17: Look Up

17: Look Up

From Chicken Soup for the Soul: Raising Kids on the Spectrum

Look Up

If a little dreaming is dangerous, the cure for it is not to dream less but to dream more, to dream all the time.

~Marcel Proust

My crafty child (crafty as in “artsy,” not “manipulative”) was driving me crazy the other day. I was frantically getting ready for a house full of company to arrive. I walked across our open foyer to find bits of folded paper scattered over the recently-swept tile.

“Paul must have been trying to carry his scrap paper from the living room to the garbage can and dropped a few pieces.” I sighed, picking them up.

Moments later I passed through the foyer again to find more paper strewn over the tile. No quiet sighing this time. I called out, “Who is throwing garbage around the entrance?”

No answer. Instead, I saw more bits of paper silently floating down from the upstairs hallway. Looking up, I saw my seven-year-old, Paul, hanging over the rail.

“Paul!” I groaned tiredly. “Stop making a mess.”

Paul stared fixatedly at the paper bits falling softly to the floor.

“It’s not a mess.”

“Yes it is, and I’m tired of picking it up.”

“It’s butterflies.”

“Sorry, what did you say?” I hadn’t heard him clearly.

He didn’t answer. Paul has autism and rarely answers a question unless I’m right in front of him, gently holding his head in my hands, saying softly, “Eyes to me, Paul.” He is high functioning, and while occupational and applied behavioral therapies have brought him a long way, verbal communication is an effort for him. Especially when he’s focused intently on something else.

######

__YOUR INSTRUCTIONS__
Continue the story about Paul and the falling paper from the end of its last paragraph.

__SOURCE INFORMATION__
######

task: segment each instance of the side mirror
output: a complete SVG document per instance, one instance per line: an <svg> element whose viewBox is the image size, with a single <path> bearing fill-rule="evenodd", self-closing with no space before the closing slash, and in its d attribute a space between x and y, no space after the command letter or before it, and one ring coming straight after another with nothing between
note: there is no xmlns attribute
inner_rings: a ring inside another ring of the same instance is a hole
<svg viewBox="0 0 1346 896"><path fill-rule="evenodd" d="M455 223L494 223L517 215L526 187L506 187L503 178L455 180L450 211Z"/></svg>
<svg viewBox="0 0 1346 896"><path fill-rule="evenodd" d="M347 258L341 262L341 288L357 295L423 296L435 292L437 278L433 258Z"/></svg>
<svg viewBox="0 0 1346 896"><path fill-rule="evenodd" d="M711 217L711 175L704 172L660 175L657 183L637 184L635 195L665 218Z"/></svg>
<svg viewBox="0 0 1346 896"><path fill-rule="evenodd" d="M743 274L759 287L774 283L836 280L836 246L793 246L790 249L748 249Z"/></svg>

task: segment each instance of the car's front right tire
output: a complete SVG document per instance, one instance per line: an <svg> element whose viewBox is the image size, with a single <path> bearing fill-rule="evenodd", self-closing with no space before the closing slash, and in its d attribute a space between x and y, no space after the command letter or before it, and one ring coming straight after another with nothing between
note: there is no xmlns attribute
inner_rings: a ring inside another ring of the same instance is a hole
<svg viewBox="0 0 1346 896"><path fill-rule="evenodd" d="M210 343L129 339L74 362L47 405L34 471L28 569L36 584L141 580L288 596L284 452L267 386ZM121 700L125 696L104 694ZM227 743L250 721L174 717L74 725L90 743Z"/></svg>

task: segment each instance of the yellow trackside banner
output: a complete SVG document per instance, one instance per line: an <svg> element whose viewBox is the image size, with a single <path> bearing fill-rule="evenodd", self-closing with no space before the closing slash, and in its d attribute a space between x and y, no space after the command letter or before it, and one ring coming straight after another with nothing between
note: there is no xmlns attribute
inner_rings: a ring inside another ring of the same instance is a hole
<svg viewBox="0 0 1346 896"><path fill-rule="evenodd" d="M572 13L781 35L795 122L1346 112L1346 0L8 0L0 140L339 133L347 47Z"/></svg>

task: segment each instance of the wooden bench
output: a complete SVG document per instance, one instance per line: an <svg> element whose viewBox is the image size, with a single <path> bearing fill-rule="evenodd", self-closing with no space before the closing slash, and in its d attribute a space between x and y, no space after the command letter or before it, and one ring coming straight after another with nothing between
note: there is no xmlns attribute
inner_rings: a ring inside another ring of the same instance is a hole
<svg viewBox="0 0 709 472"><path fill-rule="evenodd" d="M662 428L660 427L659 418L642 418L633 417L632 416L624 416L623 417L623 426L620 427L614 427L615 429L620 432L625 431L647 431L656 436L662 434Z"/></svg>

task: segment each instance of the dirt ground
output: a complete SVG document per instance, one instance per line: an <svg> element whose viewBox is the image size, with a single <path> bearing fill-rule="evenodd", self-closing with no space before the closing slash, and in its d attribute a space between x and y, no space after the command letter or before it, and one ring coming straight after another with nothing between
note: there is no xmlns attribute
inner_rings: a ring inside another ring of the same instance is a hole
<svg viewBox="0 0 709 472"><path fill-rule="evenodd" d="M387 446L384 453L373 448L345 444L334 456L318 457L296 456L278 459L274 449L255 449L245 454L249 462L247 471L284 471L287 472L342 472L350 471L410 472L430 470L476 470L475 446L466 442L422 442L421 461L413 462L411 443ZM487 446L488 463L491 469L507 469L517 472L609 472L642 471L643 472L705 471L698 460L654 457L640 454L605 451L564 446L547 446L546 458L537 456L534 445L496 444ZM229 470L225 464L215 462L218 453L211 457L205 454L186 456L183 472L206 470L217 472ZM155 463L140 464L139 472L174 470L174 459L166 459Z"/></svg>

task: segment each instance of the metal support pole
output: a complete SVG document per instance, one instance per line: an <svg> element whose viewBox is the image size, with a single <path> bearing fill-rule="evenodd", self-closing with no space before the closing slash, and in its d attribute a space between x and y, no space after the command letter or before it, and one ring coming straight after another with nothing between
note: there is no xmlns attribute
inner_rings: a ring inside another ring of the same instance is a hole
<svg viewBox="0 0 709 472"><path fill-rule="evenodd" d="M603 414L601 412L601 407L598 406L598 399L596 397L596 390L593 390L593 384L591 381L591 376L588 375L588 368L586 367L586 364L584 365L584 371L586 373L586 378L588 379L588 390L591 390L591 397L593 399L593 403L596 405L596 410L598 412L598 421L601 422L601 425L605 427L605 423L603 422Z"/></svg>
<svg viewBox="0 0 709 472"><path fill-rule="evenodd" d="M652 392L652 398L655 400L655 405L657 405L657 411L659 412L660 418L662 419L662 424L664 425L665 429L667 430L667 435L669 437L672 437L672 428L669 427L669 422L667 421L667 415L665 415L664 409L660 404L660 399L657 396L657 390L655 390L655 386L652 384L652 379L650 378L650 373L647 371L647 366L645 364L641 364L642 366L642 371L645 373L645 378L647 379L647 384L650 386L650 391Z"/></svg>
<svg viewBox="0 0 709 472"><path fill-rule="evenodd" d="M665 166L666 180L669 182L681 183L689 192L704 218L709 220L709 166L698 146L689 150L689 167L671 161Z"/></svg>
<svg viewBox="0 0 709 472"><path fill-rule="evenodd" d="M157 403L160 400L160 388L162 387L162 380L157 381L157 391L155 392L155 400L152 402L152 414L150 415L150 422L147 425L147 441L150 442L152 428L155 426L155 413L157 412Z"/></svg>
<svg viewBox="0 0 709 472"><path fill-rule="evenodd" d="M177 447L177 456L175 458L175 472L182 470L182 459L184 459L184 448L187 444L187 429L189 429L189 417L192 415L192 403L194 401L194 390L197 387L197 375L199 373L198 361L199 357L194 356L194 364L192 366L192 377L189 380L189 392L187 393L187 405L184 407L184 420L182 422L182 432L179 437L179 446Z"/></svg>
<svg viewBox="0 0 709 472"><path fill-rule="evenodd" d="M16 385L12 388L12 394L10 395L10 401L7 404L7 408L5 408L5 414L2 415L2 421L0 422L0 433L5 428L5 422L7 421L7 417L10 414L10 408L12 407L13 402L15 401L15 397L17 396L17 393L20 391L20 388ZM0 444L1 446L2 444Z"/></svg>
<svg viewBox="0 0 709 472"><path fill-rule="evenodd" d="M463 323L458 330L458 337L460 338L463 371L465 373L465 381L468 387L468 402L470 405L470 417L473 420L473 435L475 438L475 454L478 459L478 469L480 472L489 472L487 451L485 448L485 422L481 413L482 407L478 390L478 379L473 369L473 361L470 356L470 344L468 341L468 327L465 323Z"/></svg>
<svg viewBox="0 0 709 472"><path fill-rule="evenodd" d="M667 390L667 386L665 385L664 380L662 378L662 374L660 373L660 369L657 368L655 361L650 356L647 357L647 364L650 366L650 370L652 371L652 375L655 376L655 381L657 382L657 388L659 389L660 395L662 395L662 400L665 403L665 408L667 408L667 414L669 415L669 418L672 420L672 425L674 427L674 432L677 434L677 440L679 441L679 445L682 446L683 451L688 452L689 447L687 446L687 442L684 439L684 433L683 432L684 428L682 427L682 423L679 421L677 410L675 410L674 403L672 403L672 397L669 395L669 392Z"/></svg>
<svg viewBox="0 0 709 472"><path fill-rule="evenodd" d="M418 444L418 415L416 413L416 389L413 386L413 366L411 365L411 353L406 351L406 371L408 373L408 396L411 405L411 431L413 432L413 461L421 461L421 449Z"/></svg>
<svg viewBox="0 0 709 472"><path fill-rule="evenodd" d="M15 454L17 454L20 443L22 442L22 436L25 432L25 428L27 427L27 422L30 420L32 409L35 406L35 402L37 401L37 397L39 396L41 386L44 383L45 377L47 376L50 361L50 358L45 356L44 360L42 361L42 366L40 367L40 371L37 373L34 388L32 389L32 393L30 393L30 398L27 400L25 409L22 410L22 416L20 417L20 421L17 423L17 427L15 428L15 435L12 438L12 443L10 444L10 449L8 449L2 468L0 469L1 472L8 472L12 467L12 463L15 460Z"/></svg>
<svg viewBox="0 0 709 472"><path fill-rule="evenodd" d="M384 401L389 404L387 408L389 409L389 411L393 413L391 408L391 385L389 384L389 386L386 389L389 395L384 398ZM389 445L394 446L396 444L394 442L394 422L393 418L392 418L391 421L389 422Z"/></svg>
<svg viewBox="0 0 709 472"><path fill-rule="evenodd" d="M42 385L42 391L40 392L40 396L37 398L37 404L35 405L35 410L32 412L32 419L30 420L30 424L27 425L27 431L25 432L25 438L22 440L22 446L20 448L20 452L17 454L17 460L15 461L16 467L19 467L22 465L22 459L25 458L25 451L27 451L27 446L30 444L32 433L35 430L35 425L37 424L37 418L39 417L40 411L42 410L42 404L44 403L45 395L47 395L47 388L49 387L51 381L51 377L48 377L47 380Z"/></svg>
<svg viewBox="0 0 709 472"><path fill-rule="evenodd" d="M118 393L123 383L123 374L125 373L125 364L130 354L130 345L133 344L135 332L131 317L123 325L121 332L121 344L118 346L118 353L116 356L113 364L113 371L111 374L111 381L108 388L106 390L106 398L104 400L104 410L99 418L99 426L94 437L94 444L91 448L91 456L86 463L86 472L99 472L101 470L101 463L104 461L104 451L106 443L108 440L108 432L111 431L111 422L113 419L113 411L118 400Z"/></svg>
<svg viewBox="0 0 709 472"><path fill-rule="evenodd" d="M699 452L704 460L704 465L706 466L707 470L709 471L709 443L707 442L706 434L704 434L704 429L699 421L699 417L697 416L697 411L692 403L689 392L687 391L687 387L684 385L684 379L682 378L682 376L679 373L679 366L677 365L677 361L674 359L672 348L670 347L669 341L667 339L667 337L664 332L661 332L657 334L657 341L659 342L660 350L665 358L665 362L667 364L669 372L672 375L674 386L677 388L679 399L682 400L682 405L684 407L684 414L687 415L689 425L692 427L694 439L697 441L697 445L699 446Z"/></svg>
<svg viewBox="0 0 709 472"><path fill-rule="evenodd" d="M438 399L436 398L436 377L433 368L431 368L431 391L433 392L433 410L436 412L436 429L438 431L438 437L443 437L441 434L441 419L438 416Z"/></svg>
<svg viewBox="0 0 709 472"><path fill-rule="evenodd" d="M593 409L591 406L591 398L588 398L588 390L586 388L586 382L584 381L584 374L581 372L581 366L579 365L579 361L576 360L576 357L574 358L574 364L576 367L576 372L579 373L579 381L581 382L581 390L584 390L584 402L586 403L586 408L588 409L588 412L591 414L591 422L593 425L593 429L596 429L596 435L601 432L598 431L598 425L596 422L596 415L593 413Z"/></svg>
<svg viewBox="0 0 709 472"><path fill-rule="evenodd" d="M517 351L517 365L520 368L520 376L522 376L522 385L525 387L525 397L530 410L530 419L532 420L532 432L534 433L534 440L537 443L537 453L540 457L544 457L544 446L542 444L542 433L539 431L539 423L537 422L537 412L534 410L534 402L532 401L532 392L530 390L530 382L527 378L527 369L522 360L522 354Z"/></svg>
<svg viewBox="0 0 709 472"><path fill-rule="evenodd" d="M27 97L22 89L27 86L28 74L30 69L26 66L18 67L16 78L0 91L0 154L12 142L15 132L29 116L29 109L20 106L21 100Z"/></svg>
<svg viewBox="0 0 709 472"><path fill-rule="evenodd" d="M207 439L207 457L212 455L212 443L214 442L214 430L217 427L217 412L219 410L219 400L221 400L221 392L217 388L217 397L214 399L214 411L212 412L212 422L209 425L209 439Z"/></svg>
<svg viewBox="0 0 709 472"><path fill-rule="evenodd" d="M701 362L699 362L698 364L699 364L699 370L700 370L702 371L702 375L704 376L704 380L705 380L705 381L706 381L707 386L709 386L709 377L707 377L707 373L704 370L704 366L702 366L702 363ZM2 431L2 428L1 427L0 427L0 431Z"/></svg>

######

__ANSWER SECTION__
He ran down the stairs to retrieve his papers.

“Where are my other butterflies?” he asked, looking around.

Every time Paul puts five or more words together my heart says a prayer of thanks. For the first three years of his life there were no words, the next three years he barely put two words together, but lately he seems to realize that the benefits of forming complete sentences when communicating are worth the effort.

Butterflies. Of course. I rushed into the kitchen to rescue them from the garbage, dusted them off and handed them to my young craftsman.

“Wanna see them fly again?” he asked with a shy smile.

“Oh yes! They’re beautiful, Paul,” I whispered.

He ran back upstairs to float his masterpieces down again. I watched them gently fly down towards me. They really did look like beautiful little butterflies.

That day Paul reminded me to look up at beauty instead of down at garbage. How many other masterpieces do I miss because I’m too caught up in Paul’s therapies or my housework or dinner preparations to take time to appreciate what’s right in front of me? Life is not what happens to us, it’s how we look at it. Now, I look up.